--- BEGIN Entries shown ---

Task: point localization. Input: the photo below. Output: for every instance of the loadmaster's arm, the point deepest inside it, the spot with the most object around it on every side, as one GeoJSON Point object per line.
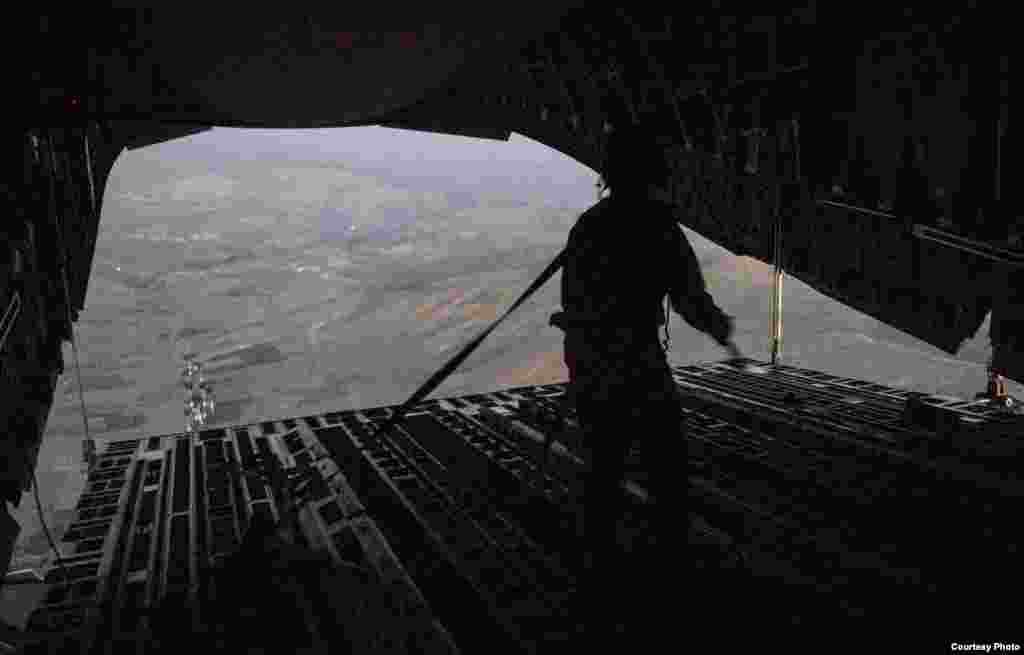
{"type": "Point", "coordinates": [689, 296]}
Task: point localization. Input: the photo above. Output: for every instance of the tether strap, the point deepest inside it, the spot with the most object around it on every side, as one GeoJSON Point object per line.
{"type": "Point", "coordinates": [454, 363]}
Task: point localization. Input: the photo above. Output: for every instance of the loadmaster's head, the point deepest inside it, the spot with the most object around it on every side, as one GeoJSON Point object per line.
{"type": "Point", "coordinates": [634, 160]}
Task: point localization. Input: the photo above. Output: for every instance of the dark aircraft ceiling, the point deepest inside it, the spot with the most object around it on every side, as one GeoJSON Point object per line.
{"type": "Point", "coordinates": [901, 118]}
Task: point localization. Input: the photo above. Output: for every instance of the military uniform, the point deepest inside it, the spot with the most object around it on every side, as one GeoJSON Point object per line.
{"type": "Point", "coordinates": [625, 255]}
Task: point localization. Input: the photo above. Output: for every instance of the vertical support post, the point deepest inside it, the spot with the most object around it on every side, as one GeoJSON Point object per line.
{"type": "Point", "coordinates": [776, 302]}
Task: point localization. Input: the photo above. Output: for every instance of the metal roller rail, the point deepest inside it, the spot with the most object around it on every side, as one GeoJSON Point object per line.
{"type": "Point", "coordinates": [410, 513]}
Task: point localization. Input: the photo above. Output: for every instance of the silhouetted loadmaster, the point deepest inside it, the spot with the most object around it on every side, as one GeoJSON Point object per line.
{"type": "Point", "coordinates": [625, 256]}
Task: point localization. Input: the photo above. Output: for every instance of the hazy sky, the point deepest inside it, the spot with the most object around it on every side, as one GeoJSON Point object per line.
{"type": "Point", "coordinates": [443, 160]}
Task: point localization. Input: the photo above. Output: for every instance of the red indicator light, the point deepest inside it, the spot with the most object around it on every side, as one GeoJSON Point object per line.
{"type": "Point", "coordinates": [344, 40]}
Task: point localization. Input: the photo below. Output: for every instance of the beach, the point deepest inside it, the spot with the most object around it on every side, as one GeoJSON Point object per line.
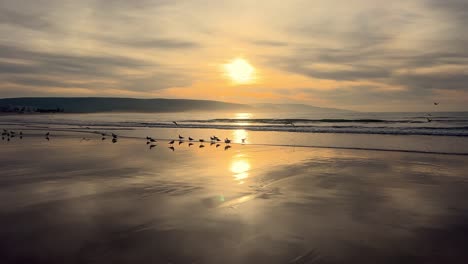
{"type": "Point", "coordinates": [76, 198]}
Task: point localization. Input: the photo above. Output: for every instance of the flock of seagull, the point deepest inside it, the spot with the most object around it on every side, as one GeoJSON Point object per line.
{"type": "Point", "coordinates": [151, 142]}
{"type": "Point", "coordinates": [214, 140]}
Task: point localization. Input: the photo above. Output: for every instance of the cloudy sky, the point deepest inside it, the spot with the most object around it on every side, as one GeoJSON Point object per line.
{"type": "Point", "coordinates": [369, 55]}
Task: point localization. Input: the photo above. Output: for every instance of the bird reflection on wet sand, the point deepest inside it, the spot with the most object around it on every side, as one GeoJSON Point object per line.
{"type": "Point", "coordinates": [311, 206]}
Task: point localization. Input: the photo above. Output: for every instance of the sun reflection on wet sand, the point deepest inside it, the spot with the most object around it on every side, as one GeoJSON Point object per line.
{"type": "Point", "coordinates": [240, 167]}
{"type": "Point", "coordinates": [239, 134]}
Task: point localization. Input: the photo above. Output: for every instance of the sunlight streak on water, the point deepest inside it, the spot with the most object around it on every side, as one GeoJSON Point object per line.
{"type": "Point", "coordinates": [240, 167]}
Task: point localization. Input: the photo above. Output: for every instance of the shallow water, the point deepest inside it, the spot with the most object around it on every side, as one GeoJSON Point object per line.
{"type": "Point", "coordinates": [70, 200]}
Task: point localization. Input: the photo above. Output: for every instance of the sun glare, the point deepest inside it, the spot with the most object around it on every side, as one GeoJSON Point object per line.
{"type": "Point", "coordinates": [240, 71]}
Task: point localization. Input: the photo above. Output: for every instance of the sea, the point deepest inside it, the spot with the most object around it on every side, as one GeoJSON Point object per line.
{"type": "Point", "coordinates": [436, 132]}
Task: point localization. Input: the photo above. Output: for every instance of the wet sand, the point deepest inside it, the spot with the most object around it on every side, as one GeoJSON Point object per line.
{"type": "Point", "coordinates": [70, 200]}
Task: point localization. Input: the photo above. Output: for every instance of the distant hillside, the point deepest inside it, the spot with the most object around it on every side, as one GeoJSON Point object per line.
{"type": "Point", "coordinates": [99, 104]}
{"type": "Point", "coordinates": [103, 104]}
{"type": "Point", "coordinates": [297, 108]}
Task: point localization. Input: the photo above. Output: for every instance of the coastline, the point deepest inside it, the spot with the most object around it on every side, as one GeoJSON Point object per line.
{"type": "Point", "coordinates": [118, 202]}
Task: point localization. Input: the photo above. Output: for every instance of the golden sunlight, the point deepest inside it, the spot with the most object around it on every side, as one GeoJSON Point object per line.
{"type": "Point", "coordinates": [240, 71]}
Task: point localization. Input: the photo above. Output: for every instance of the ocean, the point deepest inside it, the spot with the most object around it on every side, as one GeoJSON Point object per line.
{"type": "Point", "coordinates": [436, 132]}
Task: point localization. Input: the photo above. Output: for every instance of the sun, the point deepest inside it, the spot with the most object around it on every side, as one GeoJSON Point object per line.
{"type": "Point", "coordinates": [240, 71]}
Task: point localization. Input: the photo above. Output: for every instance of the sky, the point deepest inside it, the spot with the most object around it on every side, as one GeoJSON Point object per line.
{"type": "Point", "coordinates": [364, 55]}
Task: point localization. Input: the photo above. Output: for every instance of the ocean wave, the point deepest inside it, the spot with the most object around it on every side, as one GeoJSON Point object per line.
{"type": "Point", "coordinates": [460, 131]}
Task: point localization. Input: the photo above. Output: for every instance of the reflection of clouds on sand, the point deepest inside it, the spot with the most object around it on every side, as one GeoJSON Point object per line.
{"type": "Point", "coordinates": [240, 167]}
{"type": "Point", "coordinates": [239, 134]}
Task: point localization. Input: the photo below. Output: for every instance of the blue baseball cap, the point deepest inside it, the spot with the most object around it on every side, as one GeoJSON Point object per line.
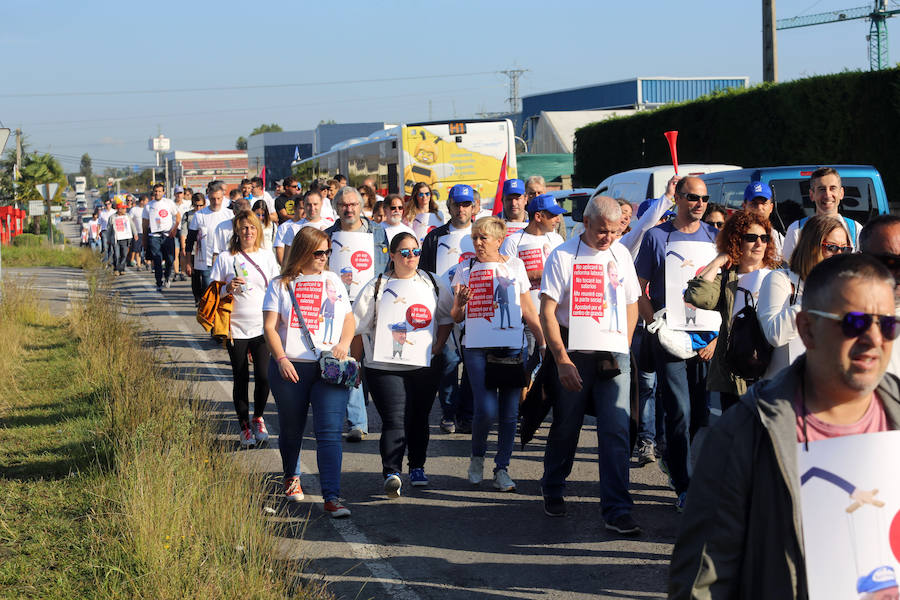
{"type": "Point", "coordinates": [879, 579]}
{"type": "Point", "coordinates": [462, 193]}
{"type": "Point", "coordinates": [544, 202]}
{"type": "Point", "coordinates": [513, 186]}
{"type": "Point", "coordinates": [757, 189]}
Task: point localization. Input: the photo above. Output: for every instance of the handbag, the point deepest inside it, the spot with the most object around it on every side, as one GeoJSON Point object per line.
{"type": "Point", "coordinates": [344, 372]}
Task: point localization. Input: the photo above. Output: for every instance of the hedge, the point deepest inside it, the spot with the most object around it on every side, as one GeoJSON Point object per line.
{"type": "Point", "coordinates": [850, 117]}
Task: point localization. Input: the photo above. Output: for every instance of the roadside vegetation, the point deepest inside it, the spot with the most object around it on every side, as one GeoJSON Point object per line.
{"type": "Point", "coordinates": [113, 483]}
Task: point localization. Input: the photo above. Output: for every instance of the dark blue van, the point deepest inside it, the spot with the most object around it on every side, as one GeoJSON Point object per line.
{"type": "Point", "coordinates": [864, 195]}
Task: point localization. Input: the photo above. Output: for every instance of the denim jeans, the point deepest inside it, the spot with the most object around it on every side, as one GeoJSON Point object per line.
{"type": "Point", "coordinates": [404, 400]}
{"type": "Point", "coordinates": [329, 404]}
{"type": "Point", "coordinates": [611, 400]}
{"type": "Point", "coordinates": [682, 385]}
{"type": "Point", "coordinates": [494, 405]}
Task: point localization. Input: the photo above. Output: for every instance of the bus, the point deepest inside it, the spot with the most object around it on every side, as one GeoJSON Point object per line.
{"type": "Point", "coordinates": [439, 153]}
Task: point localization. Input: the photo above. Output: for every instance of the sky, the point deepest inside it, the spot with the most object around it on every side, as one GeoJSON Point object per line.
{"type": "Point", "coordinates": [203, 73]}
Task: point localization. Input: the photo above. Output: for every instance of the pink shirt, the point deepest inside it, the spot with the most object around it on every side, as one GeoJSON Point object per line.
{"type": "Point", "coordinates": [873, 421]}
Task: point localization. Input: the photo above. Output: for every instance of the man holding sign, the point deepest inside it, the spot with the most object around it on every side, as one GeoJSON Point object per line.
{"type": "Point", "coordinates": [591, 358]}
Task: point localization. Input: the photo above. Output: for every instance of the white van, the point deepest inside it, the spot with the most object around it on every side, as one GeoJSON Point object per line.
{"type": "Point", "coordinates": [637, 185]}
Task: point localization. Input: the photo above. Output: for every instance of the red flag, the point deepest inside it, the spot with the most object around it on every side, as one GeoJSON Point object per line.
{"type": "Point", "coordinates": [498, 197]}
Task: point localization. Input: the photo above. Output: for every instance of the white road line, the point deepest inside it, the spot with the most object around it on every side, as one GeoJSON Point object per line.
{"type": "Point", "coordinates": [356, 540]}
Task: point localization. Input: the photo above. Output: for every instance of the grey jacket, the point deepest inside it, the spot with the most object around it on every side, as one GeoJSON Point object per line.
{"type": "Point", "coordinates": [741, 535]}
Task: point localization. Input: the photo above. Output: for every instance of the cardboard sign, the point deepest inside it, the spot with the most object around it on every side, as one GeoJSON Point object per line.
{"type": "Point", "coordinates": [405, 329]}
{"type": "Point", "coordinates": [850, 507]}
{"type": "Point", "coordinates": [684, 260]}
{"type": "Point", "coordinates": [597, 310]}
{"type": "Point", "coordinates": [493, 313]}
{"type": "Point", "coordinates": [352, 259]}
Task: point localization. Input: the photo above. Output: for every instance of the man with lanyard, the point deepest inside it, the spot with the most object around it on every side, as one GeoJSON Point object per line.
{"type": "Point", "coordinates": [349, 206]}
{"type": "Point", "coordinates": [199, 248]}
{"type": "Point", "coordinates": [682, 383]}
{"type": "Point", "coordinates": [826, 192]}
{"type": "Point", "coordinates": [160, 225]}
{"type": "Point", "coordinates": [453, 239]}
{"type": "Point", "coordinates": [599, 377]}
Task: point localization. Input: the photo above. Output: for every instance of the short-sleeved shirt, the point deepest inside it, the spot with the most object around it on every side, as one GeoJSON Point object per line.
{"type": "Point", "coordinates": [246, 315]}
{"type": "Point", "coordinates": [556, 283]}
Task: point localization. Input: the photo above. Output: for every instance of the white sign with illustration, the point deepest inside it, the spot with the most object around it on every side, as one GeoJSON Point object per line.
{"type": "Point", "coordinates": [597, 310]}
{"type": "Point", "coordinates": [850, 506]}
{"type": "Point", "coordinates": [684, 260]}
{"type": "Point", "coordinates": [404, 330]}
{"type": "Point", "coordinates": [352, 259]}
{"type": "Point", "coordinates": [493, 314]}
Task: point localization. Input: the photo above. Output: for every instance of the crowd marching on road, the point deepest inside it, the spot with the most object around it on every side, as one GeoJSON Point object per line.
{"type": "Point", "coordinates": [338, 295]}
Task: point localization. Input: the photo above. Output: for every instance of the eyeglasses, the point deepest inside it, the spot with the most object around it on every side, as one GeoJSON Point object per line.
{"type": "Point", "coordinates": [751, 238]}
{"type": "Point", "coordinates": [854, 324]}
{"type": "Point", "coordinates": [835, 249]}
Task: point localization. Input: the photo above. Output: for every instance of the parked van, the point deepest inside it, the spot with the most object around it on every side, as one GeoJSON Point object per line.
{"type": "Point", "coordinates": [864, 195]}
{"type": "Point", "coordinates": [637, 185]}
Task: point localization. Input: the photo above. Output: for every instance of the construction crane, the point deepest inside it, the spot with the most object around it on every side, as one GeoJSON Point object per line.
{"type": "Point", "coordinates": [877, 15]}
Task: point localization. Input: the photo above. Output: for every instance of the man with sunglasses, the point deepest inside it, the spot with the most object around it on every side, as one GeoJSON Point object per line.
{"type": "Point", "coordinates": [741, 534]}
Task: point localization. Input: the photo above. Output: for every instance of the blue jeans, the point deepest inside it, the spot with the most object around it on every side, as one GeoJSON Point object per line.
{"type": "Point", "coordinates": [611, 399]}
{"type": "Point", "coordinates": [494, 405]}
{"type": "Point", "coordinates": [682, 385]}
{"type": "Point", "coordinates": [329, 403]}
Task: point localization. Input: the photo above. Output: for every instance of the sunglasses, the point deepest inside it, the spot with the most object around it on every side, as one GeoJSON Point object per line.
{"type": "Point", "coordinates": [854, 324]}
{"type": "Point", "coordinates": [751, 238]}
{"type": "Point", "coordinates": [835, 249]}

--- END Entries shown ---

The task: Please write out the entries again from the line with "the sunglasses, the" through the end of the entries, substituting "most central" for "deepest" and keeping everything else the same.

Solution for this problem:
Task: point localization. Input: the photo above. Output: for every instance of the sunglasses, the point most central inside it, the spot with the most object around it on every side, as one GeoJSON Point object per line.
{"type": "Point", "coordinates": [854, 324]}
{"type": "Point", "coordinates": [751, 238]}
{"type": "Point", "coordinates": [835, 249]}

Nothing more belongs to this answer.